SUPPLIED MATERIAL:
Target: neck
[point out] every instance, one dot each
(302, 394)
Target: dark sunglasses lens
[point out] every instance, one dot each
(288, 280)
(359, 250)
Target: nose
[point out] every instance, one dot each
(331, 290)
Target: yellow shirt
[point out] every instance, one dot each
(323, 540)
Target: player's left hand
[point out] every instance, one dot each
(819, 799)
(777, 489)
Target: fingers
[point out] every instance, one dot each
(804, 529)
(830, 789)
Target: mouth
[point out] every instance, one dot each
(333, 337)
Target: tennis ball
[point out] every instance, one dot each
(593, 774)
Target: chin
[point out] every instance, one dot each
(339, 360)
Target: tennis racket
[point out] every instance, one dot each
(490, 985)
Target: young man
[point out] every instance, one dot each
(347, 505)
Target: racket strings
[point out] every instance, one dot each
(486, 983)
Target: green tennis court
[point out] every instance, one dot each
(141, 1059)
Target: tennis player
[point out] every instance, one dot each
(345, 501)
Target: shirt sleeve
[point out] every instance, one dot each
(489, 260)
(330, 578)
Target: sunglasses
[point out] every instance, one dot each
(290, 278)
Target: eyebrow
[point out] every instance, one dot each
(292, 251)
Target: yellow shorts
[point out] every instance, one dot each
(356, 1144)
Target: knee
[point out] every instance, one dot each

INSTRUCTIONS TO FOLLOW: Reproduce every line of the data above in full, including the requests, and shift each point coordinate in the answers by adding -67 to both of its numbers.

TASK RESULT:
Target: neck
[point out] every instance, one dot each
(235, 327)
Target: dark sunglasses lens
[point out] every instance, one dot each
(221, 213)
(292, 183)
Target: nose
[point out] every instance, one dot each
(264, 223)
Target: yellow shirt
[point out] every instance, one dot each
(256, 473)
Target: player's left hand
[point out] every instance, one dot each
(752, 732)
(710, 422)
Target: fingers
[point out] every instance, one dot each
(737, 462)
(763, 722)
Target: mouth
[point out] every instance, one dot each
(266, 270)
Target: tennis ball
[point out] every instance, one dot each
(526, 707)
Target: chin
[point out] every instance, one dot each
(272, 293)
Target: tennis racket
[point out] every instance, one dot each
(423, 918)
Target: young man
[point out] every instance, one dot each
(280, 438)
Target: racket strings
[point out] every instance, one dot each
(419, 916)
Target: green tennis court
[point out] every instance, one dot each
(74, 992)
Target: tennis player
[point out] every instance, one dot each
(278, 434)
Target: shirt sleeve
[point out] every instance, one dot each
(422, 193)
(263, 511)
Target: sunglasses
[point out] every instance, one dot each
(223, 211)
Target: eyebrow
[point out] every instance, one dot each
(225, 184)
Target: yellow shorts
[point out] every instance, one dot each
(289, 1077)
Target: knee
[point out] every instance, one dot each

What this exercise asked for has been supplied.